• DOCUMENT SECTION:

○ ○ ○ ○ ○ ○ ○

Environmental Holdings Group LLC of Mooresville, North Carolina, is the contractor and has been preparing the site since August, demolishing the interiors and removing windows, among other work.
At The River Club, about 300 city and business leaders gathered on the 34th and 35th floors of the Wells Fargo Center three blocks west to watch the collapse of the former site of government power.
The McCall Group of Companies sponsored the watch event. McCall Group comprises Perry-McCall Construction, Elkins Construction and Parrish McCall Construction in Gainesville.
Brad Glass, executive vice president of Perry-McCall Construction Inc., organized the event.
Hazouri, who watched from The River Club, said while the removal was nostalgic, “let’s do something big there now.”
Now the At-Large Group 3 City Council member, Hazouri would like to see the city “green it up” until it is developed.
Still, he showed some emotion as the dust cleared at the site. “It’s almost like a death. We experienced a funeral.”
Fifteen minutes after the implosion, the sun broke through the clouds.

○ ○ ○ ○ ○ ○ ○

• LISTED RECORDS:
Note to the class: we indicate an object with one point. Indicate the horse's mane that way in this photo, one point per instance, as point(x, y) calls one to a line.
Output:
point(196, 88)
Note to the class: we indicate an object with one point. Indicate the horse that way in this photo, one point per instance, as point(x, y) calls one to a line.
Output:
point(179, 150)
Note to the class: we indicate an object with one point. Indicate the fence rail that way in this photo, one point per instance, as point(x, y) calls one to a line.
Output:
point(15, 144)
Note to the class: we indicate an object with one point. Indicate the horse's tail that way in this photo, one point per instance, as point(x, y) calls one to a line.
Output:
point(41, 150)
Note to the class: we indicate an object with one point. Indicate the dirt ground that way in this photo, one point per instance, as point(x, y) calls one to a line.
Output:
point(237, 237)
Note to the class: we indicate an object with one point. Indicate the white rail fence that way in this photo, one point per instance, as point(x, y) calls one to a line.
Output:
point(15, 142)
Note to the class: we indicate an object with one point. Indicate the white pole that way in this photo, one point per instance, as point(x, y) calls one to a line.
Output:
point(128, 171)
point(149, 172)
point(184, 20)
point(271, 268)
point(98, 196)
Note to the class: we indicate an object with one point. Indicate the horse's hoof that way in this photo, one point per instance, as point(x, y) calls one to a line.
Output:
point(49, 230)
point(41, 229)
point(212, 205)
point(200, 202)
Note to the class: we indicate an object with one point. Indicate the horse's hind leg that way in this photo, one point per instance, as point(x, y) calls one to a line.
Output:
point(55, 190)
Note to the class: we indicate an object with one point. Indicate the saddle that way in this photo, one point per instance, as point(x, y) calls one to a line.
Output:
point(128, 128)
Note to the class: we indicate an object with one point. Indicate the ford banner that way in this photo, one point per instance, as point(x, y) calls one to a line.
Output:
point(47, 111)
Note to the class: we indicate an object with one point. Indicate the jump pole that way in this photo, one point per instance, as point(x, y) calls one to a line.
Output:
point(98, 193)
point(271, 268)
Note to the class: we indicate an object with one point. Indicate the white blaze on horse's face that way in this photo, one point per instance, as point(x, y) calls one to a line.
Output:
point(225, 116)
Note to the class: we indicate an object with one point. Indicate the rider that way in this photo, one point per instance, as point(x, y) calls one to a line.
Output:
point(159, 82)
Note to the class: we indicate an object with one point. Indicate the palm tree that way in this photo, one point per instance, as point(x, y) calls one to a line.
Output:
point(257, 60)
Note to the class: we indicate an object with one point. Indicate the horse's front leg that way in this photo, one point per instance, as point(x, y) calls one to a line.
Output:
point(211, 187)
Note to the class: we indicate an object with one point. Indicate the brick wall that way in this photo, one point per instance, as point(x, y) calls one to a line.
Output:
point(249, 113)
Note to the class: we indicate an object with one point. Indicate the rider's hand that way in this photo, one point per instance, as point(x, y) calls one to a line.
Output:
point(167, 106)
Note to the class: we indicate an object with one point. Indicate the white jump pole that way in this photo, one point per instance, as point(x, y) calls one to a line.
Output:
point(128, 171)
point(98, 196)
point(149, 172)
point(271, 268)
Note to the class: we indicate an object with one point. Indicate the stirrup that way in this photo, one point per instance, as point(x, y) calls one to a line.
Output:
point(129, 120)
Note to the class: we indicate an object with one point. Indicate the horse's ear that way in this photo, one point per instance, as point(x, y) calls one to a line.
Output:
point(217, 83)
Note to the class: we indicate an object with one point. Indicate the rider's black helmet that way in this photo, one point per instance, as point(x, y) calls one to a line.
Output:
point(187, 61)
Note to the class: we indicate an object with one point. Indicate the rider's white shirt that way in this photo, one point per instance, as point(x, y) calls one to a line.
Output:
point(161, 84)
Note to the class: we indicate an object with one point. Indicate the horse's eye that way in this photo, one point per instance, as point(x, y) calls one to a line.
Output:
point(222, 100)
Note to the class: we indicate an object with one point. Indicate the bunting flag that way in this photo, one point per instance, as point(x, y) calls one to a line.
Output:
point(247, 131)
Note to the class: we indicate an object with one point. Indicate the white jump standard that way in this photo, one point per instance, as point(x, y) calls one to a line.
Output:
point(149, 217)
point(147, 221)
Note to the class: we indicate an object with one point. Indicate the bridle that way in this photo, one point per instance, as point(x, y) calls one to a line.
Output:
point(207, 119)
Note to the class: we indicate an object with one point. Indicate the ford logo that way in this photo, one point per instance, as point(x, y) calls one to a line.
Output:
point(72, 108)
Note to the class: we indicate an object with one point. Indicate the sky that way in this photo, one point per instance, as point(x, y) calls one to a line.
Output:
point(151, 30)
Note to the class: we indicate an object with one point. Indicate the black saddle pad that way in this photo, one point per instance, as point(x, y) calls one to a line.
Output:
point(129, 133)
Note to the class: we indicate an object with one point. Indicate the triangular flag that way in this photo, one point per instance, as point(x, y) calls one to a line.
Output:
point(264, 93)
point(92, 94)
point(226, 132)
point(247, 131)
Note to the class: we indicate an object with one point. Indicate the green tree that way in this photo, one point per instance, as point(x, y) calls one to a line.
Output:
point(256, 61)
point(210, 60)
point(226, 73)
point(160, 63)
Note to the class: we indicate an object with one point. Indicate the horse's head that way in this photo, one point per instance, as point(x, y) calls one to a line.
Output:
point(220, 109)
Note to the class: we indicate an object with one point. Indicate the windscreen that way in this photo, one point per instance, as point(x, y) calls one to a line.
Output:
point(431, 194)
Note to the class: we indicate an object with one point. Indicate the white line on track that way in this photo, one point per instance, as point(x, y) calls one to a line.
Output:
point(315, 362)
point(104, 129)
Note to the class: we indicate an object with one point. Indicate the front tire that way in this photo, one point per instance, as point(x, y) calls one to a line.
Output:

○ ○ ○ ○ ○ ○ ○

• WHAT IS ASKED:
1. In the demolition passage, rewrite the section from "At The River" up to and including "it is developed.", replacing "The River Club" with "the observation floor".
2. Write the next part of the account of the implosion, picking up after its final sentence.

• SOLVED TASKS:
1.
At the observation floor, about 300 city and business leaders gathered on the 34th and 35th floors of the Wells Fargo Center three blocks west to watch the collapse of the former site of government power.
The McCall Group of Companies sponsored the watch event. McCall Group comprises Perry-McCall Construction, Elkins Construction and Parrish McCall Construction in Gainesville.
Brad Glass, executive vice president of Perry-McCall Construction Inc., organized the event.
Hazouri, who watched from the observation floor, said while the removal was nostalgic, “let’s do something big there now.”
Now the At-Large Group 3 City Council member, Hazouri would like to see the city “green it up” until it is developed.

2.
Next door to the annex site, the 63-year-old former Duval County Courthouse on almost 6 acres at 330 E. Bay St. is being demolished conventionally. That building comprises 357,757 square feet of enclosed space.
Environmental Holdings Group also has been preparing that site since August.
The city approved permits in November for the $4.95 million implosion of the annex and the $3 million demolition of the former courthouse.
Mayor Lenny Curry earmarked $8 million for the annex and courthouse projects in the 2017-18 Capital Improvement Program budget.
Most of the City Hall functions moved to the St. James Building at 117 W. Duval St. in 1997. Courthouse operations moved to the new Duval County Courthouse at 501 W. Adams St. in 2012.
The city will decide what to do with the 8.4-acre riverfront site.